───── RECORDS SUPPLIED ─────

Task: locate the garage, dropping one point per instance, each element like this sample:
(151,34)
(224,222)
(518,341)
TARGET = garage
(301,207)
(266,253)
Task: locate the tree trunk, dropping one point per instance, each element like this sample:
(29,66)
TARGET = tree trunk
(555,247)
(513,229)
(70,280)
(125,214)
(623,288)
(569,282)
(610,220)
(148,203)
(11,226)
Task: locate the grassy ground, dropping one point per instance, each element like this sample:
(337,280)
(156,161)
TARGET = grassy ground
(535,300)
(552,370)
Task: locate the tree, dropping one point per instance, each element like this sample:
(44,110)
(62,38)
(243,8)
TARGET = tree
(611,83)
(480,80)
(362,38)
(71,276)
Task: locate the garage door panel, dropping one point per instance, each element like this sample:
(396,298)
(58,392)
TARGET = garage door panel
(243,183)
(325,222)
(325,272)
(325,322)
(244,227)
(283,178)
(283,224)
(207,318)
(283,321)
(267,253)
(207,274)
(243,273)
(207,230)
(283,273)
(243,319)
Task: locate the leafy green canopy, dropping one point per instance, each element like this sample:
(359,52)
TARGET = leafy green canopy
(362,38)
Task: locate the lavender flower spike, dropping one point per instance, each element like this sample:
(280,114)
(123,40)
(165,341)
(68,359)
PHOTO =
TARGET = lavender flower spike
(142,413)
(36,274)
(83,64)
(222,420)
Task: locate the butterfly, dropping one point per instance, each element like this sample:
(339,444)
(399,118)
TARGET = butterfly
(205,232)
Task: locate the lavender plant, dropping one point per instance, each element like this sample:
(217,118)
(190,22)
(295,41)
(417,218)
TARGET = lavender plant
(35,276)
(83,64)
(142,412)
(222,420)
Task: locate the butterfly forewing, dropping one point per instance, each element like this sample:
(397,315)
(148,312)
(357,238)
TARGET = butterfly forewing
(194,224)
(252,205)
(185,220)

─────

* [SET PROBLEM]:
Retype all of the entries precisely as they are.

* [ANSWER TO THIS EXERCISE]:
Task: locate the garage, dropping one point per instance, each element like this sample:
(151,34)
(224,222)
(518,341)
TARGET = garage
(301,207)
(266,253)
Task: locate the tree trunk, dropping one point per instance, each element like this sample:
(29,66)
TARGET = tree trunk
(555,247)
(513,229)
(70,280)
(125,214)
(623,288)
(569,282)
(610,220)
(148,203)
(11,226)
Task: locate the grassy ground, dropping one point per instance, each element like this sample:
(337,280)
(156,161)
TARGET = grassy ground
(535,300)
(552,370)
Task: locate the tree, dropping one point per instance, each element like this sample:
(44,110)
(62,38)
(243,8)
TARGET = tree
(611,83)
(480,80)
(362,38)
(71,276)
Task: locate the garage door panel, dropping one point per instance, each element like this sample:
(396,298)
(58,392)
TARGET = garage door panel
(243,183)
(325,222)
(325,272)
(325,322)
(244,227)
(283,178)
(283,224)
(207,318)
(283,321)
(267,253)
(207,274)
(243,273)
(207,230)
(283,273)
(243,319)
Task: locate the leafy green canopy, dropping one point per instance, each element like this sample:
(359,52)
TARGET = leafy green canopy
(362,38)
Task: locate the lavender flower spike, dropping one point per instance, each element like this sample:
(280,114)
(123,40)
(165,341)
(68,359)
PHOTO =
TARGET = lavender flower spike
(142,413)
(36,274)
(83,64)
(222,420)
Task: locate the butterfly, dropping one point per instance, each element like this sample:
(339,444)
(399,118)
TARGET = butterfly
(205,232)
Task: locate the lavender plant, dropping one point per instance, each element like this sample:
(217,118)
(190,22)
(295,41)
(417,218)
TARGET = lavender plant
(35,276)
(83,64)
(142,412)
(222,420)
Task: locate the butterfly forewing, dropping one point per instance, each element like this sample:
(397,315)
(148,312)
(357,238)
TARGET = butterfly forewing
(194,224)
(252,205)
(185,220)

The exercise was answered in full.